◆ Текст:
════════════════

{358} П. Марков
Актер Михоэлс
Больше тридцати пяти лет прошло с того дня, когда московский зритель впервые увидел молодого и неизвестного актера Михоэлса в небольшом зале Студии Еврейского театра в Чернышевском переулке. Это была одна из памятных в театре встреч. В коротких пьесах, составлявших первые студийные вечера, Михоэлс сразу привлекал внимание необычайной индивидуальностью и особой манерой игры, явно непохожей на привычные спектакли еврейских бродячих трупп, посещавших наездами Москву перед революцией. Несомненно, зритель имел дело с актером своеобразным, острым, со своим миросозерцанием и глубоким взглядом на жизнь. Но как бы ни были велики ожидания, связанные с первыми выступлениями Михоэлса, вряд ли кто-либо предвидел в будущем столь мощный расцвет его индивидуальности, вышедшей далеко за пределы узкого актерского мастерства. Михоэлс постепенно и уверенно вырос в одного из самых сильных общественно-театральных деятелей нашей Родины.
Его вдохновенный талант креп год от года. Михоэлс был не только блестящим актером, он стал одним из лучших в советском театре, признанным мастером, смелым и ярким истолкователем Лира и Тевье-молочника. В своих выступлениях он выражал чувства и мысли, объединяющие советских актеров, и каждое его выступление на трибуне или в печати принималось слушателями признательно, а порой и восторженно не только благодаря волнующей силе его ораторского таланта, но преимущественно благодаря совпадению его мыслей с мыслями слушателей: Михоэлс как будто угадывал мысли, смутно живущие в сознании аудитории, высвобождал их и формулировал их с точностью, поражающей и недоступной каждому зрителю в отдельности.
Он всем сердцем отдавался общественной и творческой работе, им владело непререкаемое сознание общественного долга. Михоэлс появлялся на сцене или на трибуне, на заседаниях и совещаниях неизменно собранным и подготовленным, и его образная, целеустремленная речь, полная неожиданных сравнений, {359} была речью мыслителя и художника; в ней переплетались горячность пронзительного ума и сила предельно искренних переживаний: его мысль рождалась из глубины сердца. Он владел драгоценным даром оратора — мыслить вслух, и слушатель, увлеченный и покоренный его речью, сопереживал с ним живой и стремительный процесс мысли.
Он хотел понять и определить место спектакля, литературного явления, картины или симфонии в общем поступательном ходе страны и умело, тонко и умно отсеивал драгоценную правду искусства от ненужного шлака. Его невозможно было увлечь дешевым эффектом. Судья строгий и мудрый, он относился доброжелательно ко всему подлинному в искусстве и враждовал с аляповатой красивостью или крикливой фразеологией. Судьба советского искусства стала личной судьбой Михоэлса, его кровным делом. Михоэлс никогда не снимал с себя, как художника и деятеля, ответственности за его развитие, за его достоинства и недостатки. Михоэлс радовался его успехам и страдал за его ошибки. Таким знали Михоэлса и в Комитете по Государственным премиям, где он с достоинством нес обязанности председателя театральной секции, и в Художественном совете при Комитете по делам искусств, и в редакционной коллегии журнала «Театр», и в президиуме ВТО, и всего больше в его режиссерском и актерском искусстве.

════════════════

◆ Исходные записи:

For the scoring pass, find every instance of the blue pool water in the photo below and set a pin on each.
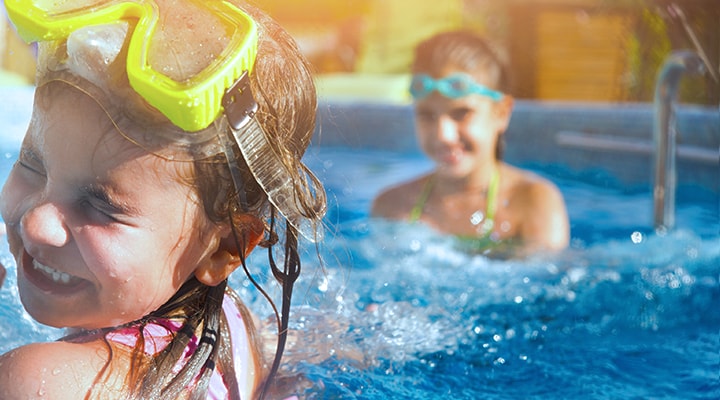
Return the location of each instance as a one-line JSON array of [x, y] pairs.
[[397, 312]]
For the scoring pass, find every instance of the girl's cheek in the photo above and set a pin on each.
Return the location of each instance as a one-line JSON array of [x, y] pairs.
[[15, 199]]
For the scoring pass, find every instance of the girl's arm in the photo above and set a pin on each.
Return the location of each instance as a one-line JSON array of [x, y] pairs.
[[56, 370]]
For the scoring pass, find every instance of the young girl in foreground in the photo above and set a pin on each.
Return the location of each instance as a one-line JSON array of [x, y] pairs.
[[461, 113], [125, 226]]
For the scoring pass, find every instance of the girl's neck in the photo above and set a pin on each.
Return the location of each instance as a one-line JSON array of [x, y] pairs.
[[478, 181]]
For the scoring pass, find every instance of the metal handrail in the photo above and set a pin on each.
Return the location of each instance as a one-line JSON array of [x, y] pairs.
[[665, 134]]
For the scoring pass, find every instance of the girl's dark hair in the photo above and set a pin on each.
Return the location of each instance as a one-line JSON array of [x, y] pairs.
[[467, 51], [283, 87]]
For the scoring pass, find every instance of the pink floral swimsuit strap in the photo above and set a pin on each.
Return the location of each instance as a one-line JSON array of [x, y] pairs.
[[158, 334]]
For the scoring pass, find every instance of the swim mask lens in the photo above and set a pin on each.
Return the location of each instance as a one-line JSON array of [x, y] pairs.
[[191, 104], [453, 86]]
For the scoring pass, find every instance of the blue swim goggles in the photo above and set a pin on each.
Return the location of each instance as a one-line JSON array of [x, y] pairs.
[[453, 87]]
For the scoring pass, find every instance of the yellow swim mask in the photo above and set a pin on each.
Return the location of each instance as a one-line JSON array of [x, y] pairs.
[[192, 104]]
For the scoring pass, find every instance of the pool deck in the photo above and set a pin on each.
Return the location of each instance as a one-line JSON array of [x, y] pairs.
[[610, 139], [614, 140]]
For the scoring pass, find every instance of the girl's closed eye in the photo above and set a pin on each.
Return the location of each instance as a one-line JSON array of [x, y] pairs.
[[461, 114], [98, 204]]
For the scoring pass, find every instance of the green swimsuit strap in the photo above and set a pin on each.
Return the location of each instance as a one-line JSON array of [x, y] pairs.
[[416, 211]]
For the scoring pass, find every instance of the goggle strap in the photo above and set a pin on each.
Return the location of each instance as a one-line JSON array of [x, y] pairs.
[[235, 173], [273, 176]]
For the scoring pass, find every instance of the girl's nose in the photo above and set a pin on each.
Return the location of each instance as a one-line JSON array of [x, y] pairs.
[[447, 129], [44, 224]]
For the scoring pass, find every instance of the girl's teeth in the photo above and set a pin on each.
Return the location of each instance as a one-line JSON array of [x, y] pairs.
[[55, 275]]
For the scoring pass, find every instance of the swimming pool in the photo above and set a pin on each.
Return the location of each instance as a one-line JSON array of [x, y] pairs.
[[398, 312]]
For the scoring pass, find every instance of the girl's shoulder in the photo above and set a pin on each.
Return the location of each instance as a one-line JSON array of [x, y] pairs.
[[56, 369]]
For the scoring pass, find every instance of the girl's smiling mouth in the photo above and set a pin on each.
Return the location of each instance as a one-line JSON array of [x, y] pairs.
[[49, 279]]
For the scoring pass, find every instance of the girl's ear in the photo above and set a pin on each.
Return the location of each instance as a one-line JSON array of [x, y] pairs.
[[503, 111], [227, 256]]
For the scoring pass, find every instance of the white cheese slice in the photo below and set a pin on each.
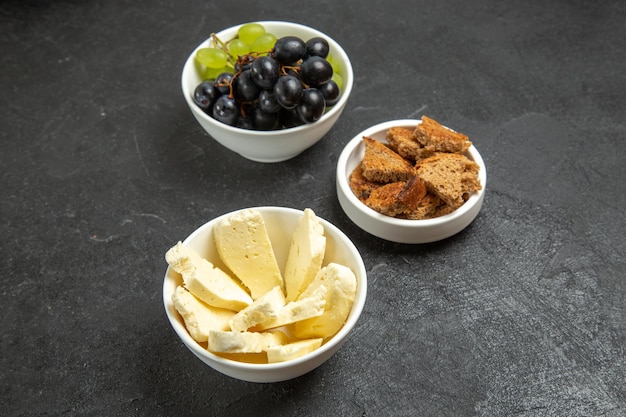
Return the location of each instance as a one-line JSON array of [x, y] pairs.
[[244, 245], [292, 350], [244, 342], [262, 309], [305, 308], [340, 283], [200, 318], [207, 282], [306, 254]]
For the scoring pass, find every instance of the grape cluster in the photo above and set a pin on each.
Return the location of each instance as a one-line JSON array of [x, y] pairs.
[[289, 83]]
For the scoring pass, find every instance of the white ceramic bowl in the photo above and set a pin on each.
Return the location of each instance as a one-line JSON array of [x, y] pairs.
[[281, 223], [276, 145], [394, 229]]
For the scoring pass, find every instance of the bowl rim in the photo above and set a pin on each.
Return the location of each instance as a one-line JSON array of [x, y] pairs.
[[334, 342], [336, 49], [355, 145]]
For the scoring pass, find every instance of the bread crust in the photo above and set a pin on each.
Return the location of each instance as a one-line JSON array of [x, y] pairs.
[[435, 137], [452, 177], [381, 164], [421, 173]]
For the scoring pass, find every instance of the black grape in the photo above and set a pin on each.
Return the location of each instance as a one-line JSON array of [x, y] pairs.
[[264, 71], [289, 49], [315, 71], [288, 91], [331, 92], [317, 47], [205, 95], [311, 106], [226, 110], [267, 102], [222, 82], [244, 88]]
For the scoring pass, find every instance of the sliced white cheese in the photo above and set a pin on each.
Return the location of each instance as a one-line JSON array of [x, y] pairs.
[[305, 308], [340, 283], [207, 282], [262, 309], [244, 245], [200, 318], [306, 254], [182, 259], [244, 342], [292, 350]]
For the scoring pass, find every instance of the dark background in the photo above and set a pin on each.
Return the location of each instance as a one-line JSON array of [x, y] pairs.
[[104, 168]]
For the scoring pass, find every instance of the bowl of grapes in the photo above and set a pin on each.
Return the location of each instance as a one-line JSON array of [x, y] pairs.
[[267, 90]]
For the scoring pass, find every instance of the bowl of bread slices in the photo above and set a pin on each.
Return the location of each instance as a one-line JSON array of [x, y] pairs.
[[411, 181], [264, 294]]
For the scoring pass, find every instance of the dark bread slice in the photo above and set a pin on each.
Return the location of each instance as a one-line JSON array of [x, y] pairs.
[[429, 207], [402, 141], [361, 186], [452, 177], [397, 198], [435, 137], [381, 164]]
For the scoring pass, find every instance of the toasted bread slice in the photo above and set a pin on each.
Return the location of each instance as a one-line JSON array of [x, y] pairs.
[[361, 186], [452, 177], [384, 199], [381, 164], [397, 198], [412, 193], [402, 141], [427, 208], [437, 138]]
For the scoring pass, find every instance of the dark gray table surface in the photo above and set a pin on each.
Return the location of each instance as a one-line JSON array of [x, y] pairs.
[[104, 168]]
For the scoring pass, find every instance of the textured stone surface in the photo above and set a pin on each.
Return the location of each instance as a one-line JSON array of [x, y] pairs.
[[104, 168]]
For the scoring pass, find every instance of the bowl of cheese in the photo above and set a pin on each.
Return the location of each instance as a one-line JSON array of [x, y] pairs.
[[264, 294]]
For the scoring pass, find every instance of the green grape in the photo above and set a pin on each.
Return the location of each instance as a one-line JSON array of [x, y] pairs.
[[250, 32], [337, 79], [237, 48], [212, 57], [263, 43], [212, 73]]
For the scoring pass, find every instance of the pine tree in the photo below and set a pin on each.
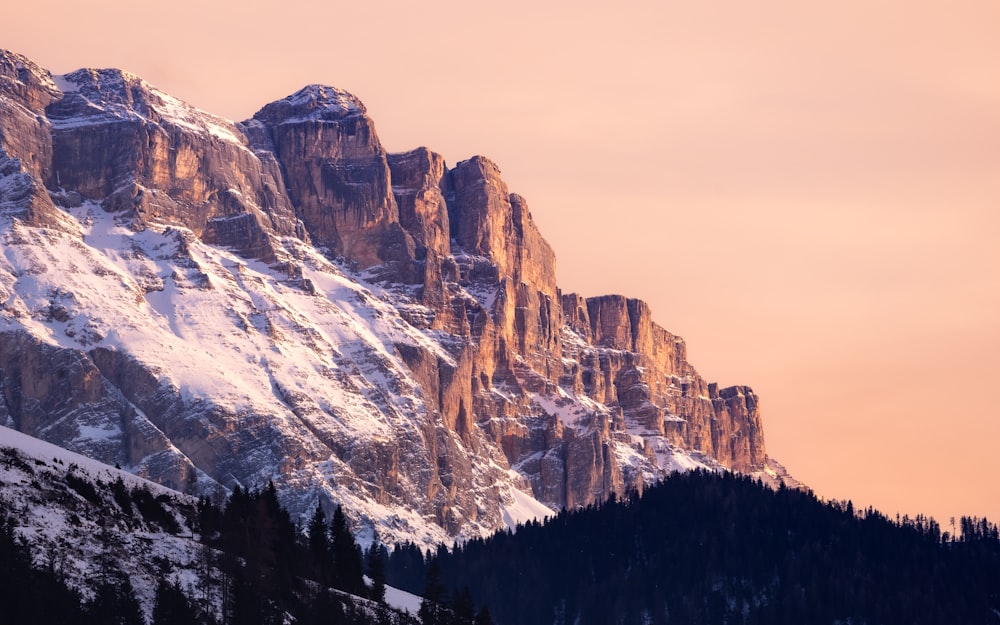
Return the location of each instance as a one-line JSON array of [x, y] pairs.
[[348, 572], [432, 609], [172, 607], [376, 571]]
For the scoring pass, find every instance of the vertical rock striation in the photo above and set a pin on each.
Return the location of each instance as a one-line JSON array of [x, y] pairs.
[[213, 304]]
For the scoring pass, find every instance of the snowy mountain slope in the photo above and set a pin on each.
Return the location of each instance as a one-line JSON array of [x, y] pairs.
[[64, 508], [211, 304]]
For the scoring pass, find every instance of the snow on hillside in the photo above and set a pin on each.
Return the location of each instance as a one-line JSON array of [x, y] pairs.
[[317, 364], [61, 503]]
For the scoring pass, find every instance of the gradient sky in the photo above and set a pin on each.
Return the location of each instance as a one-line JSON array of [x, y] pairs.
[[809, 193]]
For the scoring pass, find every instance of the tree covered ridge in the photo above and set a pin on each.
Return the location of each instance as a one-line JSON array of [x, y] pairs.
[[697, 548], [706, 548], [258, 567]]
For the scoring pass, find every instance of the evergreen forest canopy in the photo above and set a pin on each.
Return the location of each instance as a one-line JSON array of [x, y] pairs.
[[703, 548], [697, 548]]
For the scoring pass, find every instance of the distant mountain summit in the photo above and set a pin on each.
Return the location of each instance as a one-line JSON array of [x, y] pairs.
[[211, 304]]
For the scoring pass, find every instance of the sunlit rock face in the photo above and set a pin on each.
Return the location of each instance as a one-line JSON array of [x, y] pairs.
[[212, 304]]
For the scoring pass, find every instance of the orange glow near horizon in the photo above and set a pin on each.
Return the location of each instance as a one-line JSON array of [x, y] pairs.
[[810, 195]]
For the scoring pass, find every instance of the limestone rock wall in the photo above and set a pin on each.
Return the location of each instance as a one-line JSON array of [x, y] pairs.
[[582, 397]]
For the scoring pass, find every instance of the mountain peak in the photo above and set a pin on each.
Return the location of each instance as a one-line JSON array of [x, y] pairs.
[[312, 103]]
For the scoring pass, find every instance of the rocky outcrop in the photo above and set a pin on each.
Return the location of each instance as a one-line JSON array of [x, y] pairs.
[[215, 304], [336, 173], [25, 141], [120, 141]]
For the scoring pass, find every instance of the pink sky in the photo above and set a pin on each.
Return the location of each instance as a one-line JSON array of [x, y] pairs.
[[810, 195]]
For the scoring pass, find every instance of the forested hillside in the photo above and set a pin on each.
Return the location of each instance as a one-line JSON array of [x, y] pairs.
[[707, 548]]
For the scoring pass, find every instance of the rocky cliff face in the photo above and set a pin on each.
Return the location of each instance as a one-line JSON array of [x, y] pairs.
[[212, 304]]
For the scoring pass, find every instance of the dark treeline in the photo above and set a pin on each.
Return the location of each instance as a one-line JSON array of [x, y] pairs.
[[257, 568], [698, 548], [705, 548]]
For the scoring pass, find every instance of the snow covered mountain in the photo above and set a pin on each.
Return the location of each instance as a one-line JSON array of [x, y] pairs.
[[210, 304]]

════════════════

◆ Задания:
A - Ответьте по очерку об актере Михоэлсе на три вопроса:
(i) В каком переулке находился зал Студии Еврейского театра, где московский зритель впервые увидел Михоэлса?
(ii) Истолкователем каких двух образов назван Михоэлс?
(iii) В каком комитете Михоэлс был председателем театральной секции?
B - Перечислите все учреждения и органы, названные в предложении очерка об актере Михоэлсе, которое начинается словами «Таким знали Михоэлса».
C - Продолжите очерк об актере Михоэлсе, начав сразу после его последнего предложения.

◆ Ответы к заданиям:
A -
(i) В Чернышевском переулке.
(ii) Лира и Тевье-молочника.
(iii) В Комитете по Государственным премиям.

B - Комитет по Государственным премиям; Художественный совет при Комитете по делам искусств; редакционная коллегия журнала «Театр»; президиум ВТО.

C -
Нельзя было не любить и не уважать Михоэлса — подлинного и неподкупного друга искусства; весь строгий облик Михоэлса проникало чувство внутреннего достоинства, и оно же привлекало к нему каждого человека, хотя бы впервые с ним встретившегося.
И когда сейчас вновь возвращаешься памятью к раннему Михоэлсу, то легко видишь, какой, по существу, прямой, достойный путь он прошел в искусстве и как красив и благороден был каждый шаг его на этом пути. Уже первые три его наиболее запомнившихся образа («Мазлтов», «Бог мести», «Уриэль Акоста») показали, какие разносторонние возможности заключены в этом небольшого роста актере с неправильными и выразительными чертами лица, с высоким открытым и мудрым лбом.
В одноактной инсценировке рассказа Шолом-Алейхема «Мазлтов» Михоэлс поднял тему «маленького человека» — одну из основных тем еврейской литературы. Он долго не покидал ее, заново ее переосмысливая и стараясь глубже и яснее понять судьбу «маленького человека», осужденного до революции на страдания, нищету и скитания. Михоэлс рассказывал о ней с точки зрения нашего современника. Свою актерскую защиту «маленького человека» он пронизывал теплотой и сердечностью. Как ни странно приложить такое определение к строгому мастерству и суровой требовательности Михоэлса, он {360} придавал кругу этих образов неожиданно элегическую окраску. Само собой разумеется, он не жалел о прошлой жизни, но с грустной признательностью вспоминал о большом человеческом достоинстве, которое сохраняли «маленькие люди» среди жестокой и беспощадной действительности. Не сливаясь всецело с образом, оставаясь несколько в стороне от него, Михоэлс окрашивал своих героев мудрым и теплым юмором, неотделимым от его индивидуальности.
А между тем по самой манере своей игры он на первый взгляд казался преимущественно актером-мастером, в полной мере владеющим всеми необходимыми актеру техническими качествами: выразительным жестом, точностью движений, ясной, отчетливой дикцией. Он облекал свои роли в кованую форму, в которой нельзя было заметить ни трещин, ни изъянов. Неряшливость на сцене была абсолютно чужда, более того — враждебна Михоэлсу. Враг всякого натурализма на сцене, он лепил свои образы скульптурно точно и законченно. Каждый жест, каждое движение он доводил до пластического завершения. Именно совершенное владение телом первоначально поражало зрителя в Михоэлсе. На первых порах актерской деятельности он даже гипертрофировал движение, не страшась резких акцентов и не боясь подчеркнутых «финальных» точек. С годами его жест, но теряя ничего в своей законченности, выиграл в широте и в своего рода шаляпинской плавности.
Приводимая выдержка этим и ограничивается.